### Objective
Write out all of the records precisely. Skip anything that is a picture.

### Records
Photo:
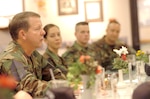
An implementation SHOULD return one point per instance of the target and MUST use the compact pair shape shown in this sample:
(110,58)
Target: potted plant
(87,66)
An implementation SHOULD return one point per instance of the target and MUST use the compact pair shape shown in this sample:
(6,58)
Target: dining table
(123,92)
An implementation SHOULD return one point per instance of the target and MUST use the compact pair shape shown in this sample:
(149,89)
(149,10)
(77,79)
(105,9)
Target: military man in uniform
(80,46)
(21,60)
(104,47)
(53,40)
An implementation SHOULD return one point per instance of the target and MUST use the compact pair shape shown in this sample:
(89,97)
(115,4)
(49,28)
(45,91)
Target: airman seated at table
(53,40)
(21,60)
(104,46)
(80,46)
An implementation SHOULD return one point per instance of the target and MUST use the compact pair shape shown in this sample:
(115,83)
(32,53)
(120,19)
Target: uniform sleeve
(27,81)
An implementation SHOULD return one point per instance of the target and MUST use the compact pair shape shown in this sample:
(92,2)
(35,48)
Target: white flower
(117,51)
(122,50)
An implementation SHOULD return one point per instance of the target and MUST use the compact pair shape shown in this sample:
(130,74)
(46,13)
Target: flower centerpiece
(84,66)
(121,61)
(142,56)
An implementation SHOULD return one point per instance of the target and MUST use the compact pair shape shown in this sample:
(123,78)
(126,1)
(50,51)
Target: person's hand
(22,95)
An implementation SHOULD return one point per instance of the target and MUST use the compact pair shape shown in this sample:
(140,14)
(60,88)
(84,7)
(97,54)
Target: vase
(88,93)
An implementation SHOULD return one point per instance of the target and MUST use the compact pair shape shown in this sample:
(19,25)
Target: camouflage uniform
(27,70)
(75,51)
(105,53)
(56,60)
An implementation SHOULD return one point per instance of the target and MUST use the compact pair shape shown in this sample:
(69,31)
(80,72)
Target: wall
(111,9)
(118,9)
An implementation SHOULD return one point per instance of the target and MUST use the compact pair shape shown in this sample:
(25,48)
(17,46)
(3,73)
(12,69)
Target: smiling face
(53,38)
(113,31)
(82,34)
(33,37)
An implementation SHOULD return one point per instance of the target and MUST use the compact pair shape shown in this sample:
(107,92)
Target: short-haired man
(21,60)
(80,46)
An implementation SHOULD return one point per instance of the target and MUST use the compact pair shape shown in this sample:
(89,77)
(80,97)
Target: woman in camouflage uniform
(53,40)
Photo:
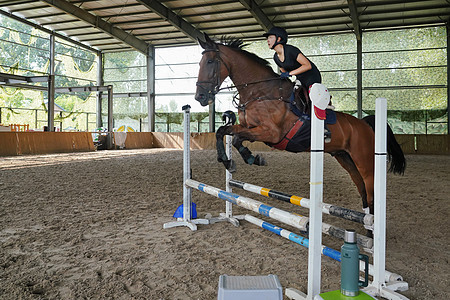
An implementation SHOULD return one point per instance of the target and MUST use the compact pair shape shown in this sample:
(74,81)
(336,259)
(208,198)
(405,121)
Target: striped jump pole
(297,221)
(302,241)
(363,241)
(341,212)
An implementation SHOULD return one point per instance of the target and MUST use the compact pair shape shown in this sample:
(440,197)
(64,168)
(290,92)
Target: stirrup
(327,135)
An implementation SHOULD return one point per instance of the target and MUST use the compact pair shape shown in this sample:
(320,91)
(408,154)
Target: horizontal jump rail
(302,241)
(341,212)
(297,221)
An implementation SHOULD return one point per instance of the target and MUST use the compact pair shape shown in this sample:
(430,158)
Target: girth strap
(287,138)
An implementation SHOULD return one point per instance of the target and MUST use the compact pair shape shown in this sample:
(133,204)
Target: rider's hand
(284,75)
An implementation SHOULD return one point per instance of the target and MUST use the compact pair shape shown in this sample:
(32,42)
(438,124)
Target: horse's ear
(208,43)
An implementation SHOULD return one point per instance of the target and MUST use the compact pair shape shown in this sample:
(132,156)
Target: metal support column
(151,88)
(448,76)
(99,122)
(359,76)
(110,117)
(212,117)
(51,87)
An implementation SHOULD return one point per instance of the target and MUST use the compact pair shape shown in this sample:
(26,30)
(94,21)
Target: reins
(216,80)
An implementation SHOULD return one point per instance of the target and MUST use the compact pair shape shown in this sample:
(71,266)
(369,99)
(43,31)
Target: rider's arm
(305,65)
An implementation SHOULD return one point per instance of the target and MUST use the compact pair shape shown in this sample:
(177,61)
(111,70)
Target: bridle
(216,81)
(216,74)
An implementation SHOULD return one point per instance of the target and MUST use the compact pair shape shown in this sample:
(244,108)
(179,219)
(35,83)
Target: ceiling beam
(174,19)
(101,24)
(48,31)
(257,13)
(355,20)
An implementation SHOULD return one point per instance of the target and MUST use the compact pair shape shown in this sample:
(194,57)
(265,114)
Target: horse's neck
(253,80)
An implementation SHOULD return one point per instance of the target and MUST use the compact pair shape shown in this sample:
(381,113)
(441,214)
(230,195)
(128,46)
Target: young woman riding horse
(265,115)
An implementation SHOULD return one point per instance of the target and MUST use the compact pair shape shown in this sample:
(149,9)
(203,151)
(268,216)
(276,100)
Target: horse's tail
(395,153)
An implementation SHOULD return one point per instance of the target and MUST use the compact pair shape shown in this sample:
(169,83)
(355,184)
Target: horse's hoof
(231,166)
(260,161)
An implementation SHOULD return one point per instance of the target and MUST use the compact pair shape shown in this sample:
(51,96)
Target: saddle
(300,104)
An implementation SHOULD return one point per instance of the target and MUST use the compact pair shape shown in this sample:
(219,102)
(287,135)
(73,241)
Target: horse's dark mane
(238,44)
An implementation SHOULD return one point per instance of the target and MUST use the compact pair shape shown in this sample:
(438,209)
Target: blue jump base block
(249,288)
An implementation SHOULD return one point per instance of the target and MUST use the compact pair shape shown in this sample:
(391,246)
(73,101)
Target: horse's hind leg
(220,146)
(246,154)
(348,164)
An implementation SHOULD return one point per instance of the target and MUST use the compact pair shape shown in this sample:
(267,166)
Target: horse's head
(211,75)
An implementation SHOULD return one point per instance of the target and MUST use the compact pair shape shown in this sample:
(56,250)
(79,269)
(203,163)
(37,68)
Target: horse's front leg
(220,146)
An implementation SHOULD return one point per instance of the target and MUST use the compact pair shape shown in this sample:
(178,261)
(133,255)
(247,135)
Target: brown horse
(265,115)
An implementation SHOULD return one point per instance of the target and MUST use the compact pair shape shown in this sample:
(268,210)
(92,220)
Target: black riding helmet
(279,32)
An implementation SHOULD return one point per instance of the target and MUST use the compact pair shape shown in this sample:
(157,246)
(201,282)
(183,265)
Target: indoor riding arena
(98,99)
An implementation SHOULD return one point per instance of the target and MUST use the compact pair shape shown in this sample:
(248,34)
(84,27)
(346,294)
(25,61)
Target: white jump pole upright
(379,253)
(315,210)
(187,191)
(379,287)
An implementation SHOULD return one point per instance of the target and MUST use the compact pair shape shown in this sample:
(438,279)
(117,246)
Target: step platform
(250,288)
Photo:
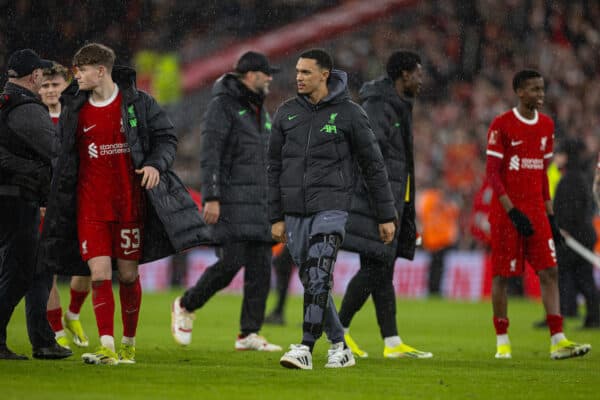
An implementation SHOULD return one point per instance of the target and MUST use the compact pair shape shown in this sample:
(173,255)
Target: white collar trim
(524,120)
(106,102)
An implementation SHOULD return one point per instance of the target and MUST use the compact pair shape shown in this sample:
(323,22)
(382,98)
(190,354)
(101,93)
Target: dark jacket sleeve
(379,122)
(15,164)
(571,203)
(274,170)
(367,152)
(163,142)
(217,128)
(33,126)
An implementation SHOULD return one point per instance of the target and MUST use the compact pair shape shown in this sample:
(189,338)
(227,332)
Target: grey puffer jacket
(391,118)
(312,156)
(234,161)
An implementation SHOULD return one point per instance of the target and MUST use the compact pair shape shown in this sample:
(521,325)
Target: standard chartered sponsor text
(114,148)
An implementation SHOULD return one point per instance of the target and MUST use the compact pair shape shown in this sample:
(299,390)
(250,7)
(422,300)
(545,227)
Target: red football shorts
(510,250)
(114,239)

### Result
Photo:
An implementation SHOULD return one point per instance of the target and MUST use the compact pair shape shown in this sample:
(110,58)
Target: potted plant
(87,66)
An implementation SHOULD return one point per instance of the target and MUST use the compact pair shape shown in this sample:
(6,58)
Target: dining table
(123,92)
An implementation SHOULD return one point per instance of the target and MUST use the compact pair shape shown in this sample:
(149,89)
(149,10)
(77,79)
(105,9)
Target: military man in uniform
(80,46)
(21,60)
(104,47)
(53,40)
An implementation SHOULD return one point per instance of the target and MUST use the compact pair shape shown in this sample:
(89,97)
(115,4)
(49,28)
(45,91)
Target: airman seated at table
(53,40)
(21,60)
(104,46)
(80,46)
An implementation SHOULD return one point per instance of the target and MUST use the compact pair shape shown in this sample:
(115,83)
(32,53)
(120,19)
Target: uniform sleeve
(27,81)
An implementation SHOULD return one point per instance of the target and MUST use the compact pair shape shown in this sample:
(92,2)
(35,48)
Target: white flower
(117,51)
(122,50)
An implementation SHOULD return one point per instance of the target and MUST use the compact pair shape shown in this sample:
(130,74)
(46,13)
Target: flower centerpiece
(84,66)
(121,61)
(142,56)
An implementation SHOULD return one point per instance of the target and MUST use the compact pair shape shown in this sample:
(123,78)
(126,1)
(50,51)
Target: person's hand
(22,95)
An implementation SHOULD return one point per instance of the target and MUST use the compact pair shape shown in this sample:
(140,14)
(60,88)
(84,7)
(97,54)
Target: vase
(88,93)
An implementation SHOULD return one point per instance of the target and MUST use the compact pair shape shown in this sample:
(19,25)
Target: camouflage uniform
(27,70)
(75,51)
(105,53)
(56,60)
An implementation SHOULD return one point per instance of the target and MUST use the compact pair shape shown in this sample:
(69,31)
(80,72)
Target: wall
(111,9)
(118,9)
An implementation SHOULD return one point per instance of the target and MUST use the compact pair shape shown in this sample:
(25,48)
(17,46)
(3,73)
(12,69)
Target: smiling face
(53,38)
(113,31)
(82,34)
(33,37)
An implementation SHOULD return one point per instance of the target and MUST use the compact pair shape shown in this sample:
(107,92)
Target: short-haired man
(21,60)
(80,46)
An implementation SHOULD return one point per instance of the target and MUST use the compact pair shape shown in this sample:
(89,77)
(80,97)
Target: woman in camouflage uniform
(53,40)
Photo:
An implementation SHOULD return one point per instance of the target and MUST use the compact pair shape shown in this sample:
(74,81)
(336,259)
(208,198)
(405,121)
Target: striped jump pole
(297,221)
(302,241)
(363,241)
(341,212)
An implementation SHOULD return one point per instance of the target and MUST use the compact pair shape shown in this sample:
(440,197)
(64,168)
(290,92)
Target: stirrup
(327,135)
An implementation SHOULD return one point per instance of the target and MUST use the compact pair shape shown in this sample:
(320,91)
(408,154)
Target: horizontal jump rail
(302,241)
(341,212)
(297,221)
An implementation SHOULD return one point per instance of the target and MUST use the compact pair shape shown in this sample:
(430,158)
Target: girth strap
(287,138)
An implementation SHOULD return one point per instance of the target and MUST use the compact pair shape shown in this sample:
(133,204)
Target: rider's hand
(284,75)
An implementation SHOULD return one point per instance of the target and MUST use the compact pair shape shown in this sample:
(32,42)
(438,124)
Target: horse's ear
(208,43)
An implementation SHOULD return one point per instance of the target and MUST use the compact pair shape shown in this sample:
(132,156)
Target: metal support column
(151,88)
(448,76)
(99,122)
(359,76)
(110,117)
(212,117)
(51,87)
An implementation SHOULD return one point per instance of the target and MUST use the compact pair shape shown in this sample:
(26,30)
(94,21)
Target: reins
(216,80)
An implementation SHOULD return one point per instance of the target and MUST use the compact pair shape shown in this sample:
(71,266)
(369,99)
(43,31)
Target: rider's arm
(305,65)
An implementation SHOULD return one point per instance of the target and MUST use the compact pair shape shown in this sample:
(177,61)
(111,70)
Target: bridle
(216,81)
(216,74)
An implementation SHOULD return one point per instance of the target and MUST use the compact pair shape shown in this sample:
(244,108)
(179,219)
(35,83)
Target: ceiling beam
(174,19)
(101,24)
(48,31)
(257,13)
(355,20)
An implementation SHOULD return one point per instance of the target and MUST use the compact pair shape shown in this sample:
(194,57)
(265,114)
Target: horse's neck
(253,80)
An implementation SHOULD return one point per instance of the target and MUST use the compact pair shape shown in this sample:
(381,113)
(441,214)
(230,195)
(128,46)
Target: young woman riding horse
(265,115)
An implementation SHOULD return one point per instance of the target and MUST use the compact pair shape shown in this sample:
(149,9)
(203,151)
(268,216)
(276,100)
Target: horse's tail
(395,153)
An implementation SHOULD return one point per instance of the target and MUST use the compact pair shape shown in this sample:
(169,83)
(355,184)
Target: horse's hoof
(231,166)
(260,161)
An implementation SHOULD return one point per instance of the target and MUST use the compact pair shape shown in this sample:
(51,96)
Target: saddle
(300,104)
An implementation SHOULD return one point per instance of the target and MUST use the compact pair shape shown in this sample:
(219,102)
(287,135)
(73,241)
Target: horse's dark mane
(238,44)
An implementation SHOULD return one point per instance of the target and MUST use the compact pair shape shown in this sample:
(438,209)
Target: blue jump base block
(249,288)
An implementation SHOULD return one point per instance of the target and MUST use the compact pair shape shown in this sample:
(391,246)
(73,101)
Target: horse's hind leg
(220,146)
(246,154)
(348,164)
An implementation SHOULD return one point per instance of the target and MUST use the compact pair shape shown in this sample:
(267,166)
Target: horse's head
(211,75)
An implementation SHOULD return one point per instance of the target and MUST use the compact pair shape shown in this sample:
(56,250)
(79,269)
(203,163)
(37,68)
Target: horse's front leg
(220,146)
An implementation SHOULD return one point per instance of the target and MUST use the compact pair shape shown in this sample:
(178,261)
(133,255)
(247,135)
Target: brown horse
(265,115)
An implementation SHOULD return one point per instance of the target and MUST use the compact pair shape shown in this sample:
(268,210)
(92,220)
Target: black riding helmet
(279,32)
An implementation SHOULD return one point per instance of the target and MUST use the compact pair shape shown in this sample:
(157,246)
(201,282)
(183,265)
Target: indoor riding arena
(98,99)
An implementation SHOULD return one point per instance of the target and MUST use the compact pair shape shown in this sample:
(248,34)
(84,27)
(346,294)
(25,61)
Target: white jump pole upright
(379,253)
(315,210)
(187,191)
(379,287)
An implementation SHOULD return one point per instance of the target and MUST use the compact pair shape shown in this sample:
(438,279)
(117,246)
Target: step platform
(250,288)
Photo:
An implementation SHOULD return one point per instance of the target and MUST use the compact pair shape shown in this sample:
(173,255)
Target: white collar trim
(524,120)
(106,102)
An implementation SHOULD return one point per instance of the target and MUST use the compact pair shape shown in this sample:
(323,22)
(382,98)
(190,354)
(101,93)
Target: dark jacket sleeve
(379,122)
(15,164)
(571,203)
(274,170)
(367,152)
(163,142)
(217,128)
(33,126)
An implementation SHOULD return one point per instance of the target and MUST use the compact pair shape shown in this sample:
(189,338)
(227,332)
Target: grey puffer jacket
(391,118)
(312,156)
(234,161)
An implementation SHOULD return one point per instance of the target and MUST use the compact pair shape shown in this sample:
(521,325)
Target: standard chartered sponsor text
(114,148)
An implementation SHOULD return one point per instance of the target and MUST use the compact pair shape shown in this sample:
(299,390)
(250,7)
(422,300)
(545,227)
Target: red football shorts
(510,250)
(114,239)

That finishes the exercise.